Return the passage of the forum thread about buying a new bow starting at "Elite Answer or" and ending at "the omen pro.", copied word for word.

[PROVIDED PASSAGE]:
%%
# If you were to buy a new bow



## bullrambler (Mar 11, 2006)

If you were going to buy a new bow, what would you consider buying...? I think I'd pick up a Darton 2800.


----------



## hoyt561 (Feb 11, 2012)

Hoyt Carbon Element RKT I love mine shoots like a dream


----------



## SuphanXP (Jan 1, 2010)

1) APA V7
2) Mathews z7
3) And possibly a PSE Dreamseason EVO in Skullworks (cause it just looks sweet lol)


----------



## GoosebyFLuFLu (Aug 12, 2011)

Elite Answer or a Hoyt Alphaburner. Those would be my choices. Maybe an Elite Hunter


----------



## Rod Savini (Nov 23, 2011)

Pse Omen Pro, actually I just bought one today from boarman1 on here! I had a evo and wanted something super fast and that is what you get with the omen pro.


----------



## munch (Mar 27, 2005)

just bought a new helium.just need time to shoot it now


----------



## Pierre Couture (Oct 28, 2004)

Viper XL 39 :drool:


----------



## bpbiggamehunter (Feb 13, 2011)

Been thinking of a Bowtech Insanity or Hoyt Vector but not sure if they are that much better than my Drenalin so might just save my money for something else
. Would love to get the Carbon Element RKT but way too expensive for me.


----------



## Grizzlybear01 (Apr 5, 2009)

Athens Recluse, pretty amazing bow !!!


----------



## whiskey1 (Dec 28, 2011)

I bought a Strother Wrath.


----------



## Jester1023 (Dec 16, 2010)

It's not made, so I'll have to make it myself. It will be a PSE based bow with a 36-38" ata, 60# draw weight, 6-7" brace hight, and Omen cams.


----------



## ravenbow (Apr 2, 2008)
%%
Saved dataset items
%%
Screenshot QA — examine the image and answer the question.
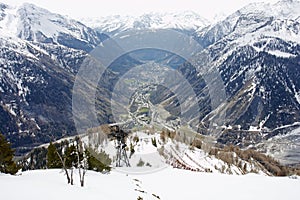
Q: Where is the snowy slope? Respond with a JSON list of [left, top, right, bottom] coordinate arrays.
[[0, 3, 100, 50], [0, 168, 300, 200], [82, 11, 209, 34]]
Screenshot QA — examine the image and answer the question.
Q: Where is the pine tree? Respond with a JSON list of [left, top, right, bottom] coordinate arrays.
[[47, 142, 62, 169], [0, 133, 19, 175]]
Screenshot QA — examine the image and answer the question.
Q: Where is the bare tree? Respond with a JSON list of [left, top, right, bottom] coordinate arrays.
[[56, 151, 73, 185]]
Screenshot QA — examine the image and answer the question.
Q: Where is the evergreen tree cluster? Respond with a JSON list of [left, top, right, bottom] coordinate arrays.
[[0, 133, 19, 175], [47, 140, 112, 172]]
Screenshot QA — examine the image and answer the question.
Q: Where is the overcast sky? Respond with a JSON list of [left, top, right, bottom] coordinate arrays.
[[0, 0, 278, 19]]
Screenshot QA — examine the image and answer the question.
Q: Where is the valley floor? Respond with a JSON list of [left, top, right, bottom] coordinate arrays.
[[0, 167, 300, 200]]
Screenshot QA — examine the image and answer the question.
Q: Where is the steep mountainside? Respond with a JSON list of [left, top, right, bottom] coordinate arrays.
[[0, 4, 110, 154], [82, 11, 209, 35]]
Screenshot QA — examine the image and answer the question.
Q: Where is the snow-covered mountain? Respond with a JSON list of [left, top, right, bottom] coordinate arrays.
[[0, 3, 101, 50], [0, 0, 300, 167], [82, 11, 210, 35], [0, 4, 110, 153], [188, 1, 300, 163]]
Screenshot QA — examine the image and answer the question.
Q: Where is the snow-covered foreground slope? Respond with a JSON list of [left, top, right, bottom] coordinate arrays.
[[0, 168, 300, 200]]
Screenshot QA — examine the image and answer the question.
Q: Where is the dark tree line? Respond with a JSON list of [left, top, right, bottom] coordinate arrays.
[[47, 137, 111, 187], [0, 133, 20, 175]]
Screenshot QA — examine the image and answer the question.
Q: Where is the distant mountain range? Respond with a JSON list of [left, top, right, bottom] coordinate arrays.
[[0, 0, 300, 163]]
%%
[RESPONSE FOR THIS EXERCISE]:
Elite Answer or a Hoyt Alphaburner. Those would be my choices. Maybe an Elite Hunter


----------



## Rod Savini (Nov 23, 2011)

Pse Omen Pro, actually I just bought one today from boarman1 on here! I had a evo and wanted something super fast and that is what you get with the omen pro.